### Task objective
Print, exactly as given, each line of the data from the line containing "Query: cap with visor" up to and including its last line.

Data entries
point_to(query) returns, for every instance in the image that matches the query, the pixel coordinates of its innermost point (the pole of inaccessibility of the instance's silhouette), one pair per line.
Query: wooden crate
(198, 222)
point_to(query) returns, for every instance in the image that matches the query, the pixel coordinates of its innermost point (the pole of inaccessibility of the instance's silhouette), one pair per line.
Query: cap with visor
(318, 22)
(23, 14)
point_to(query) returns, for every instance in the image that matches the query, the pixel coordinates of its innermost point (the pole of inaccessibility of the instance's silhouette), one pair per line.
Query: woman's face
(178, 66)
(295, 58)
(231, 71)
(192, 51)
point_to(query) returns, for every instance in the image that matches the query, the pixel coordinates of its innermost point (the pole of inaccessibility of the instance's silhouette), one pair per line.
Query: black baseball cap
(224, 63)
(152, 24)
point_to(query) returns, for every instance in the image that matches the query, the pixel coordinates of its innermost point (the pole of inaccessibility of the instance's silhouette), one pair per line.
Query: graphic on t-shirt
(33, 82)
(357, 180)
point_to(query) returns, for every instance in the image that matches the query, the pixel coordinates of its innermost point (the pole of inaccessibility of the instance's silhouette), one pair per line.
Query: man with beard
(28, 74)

### Reply
Query: cap with visor
(318, 22)
(23, 14)
point_to(query) returns, for every instance in the image that matches the query, the pixel coordinates of its innermost point (the pole of inaccessibility of the instance's silhouette), one pair per line.
Query: woman's face
(178, 66)
(295, 58)
(231, 71)
(192, 51)
point_to(query) returns, for every instance in the image that matches the query, the pixel coordinates of its innermost point (the pole of inaccessibility of the instance's silhouette), one pair per line.
Query: black baseball cap
(224, 63)
(152, 24)
point_to(query) returns, for every instance in the image that matches the query, the pixel coordinates of its innermost point (the pole of inaccessibility of the instance's silhouette), one pair per line.
Query: graphic on t-shirt
(33, 82)
(357, 180)
point_to(query) returns, for every instance in the image that matches the query, the pixel coordinates of its innermost point (the pole of inaccessibility of the instance's silhouette), one pair per line.
Query: man with beard
(28, 74)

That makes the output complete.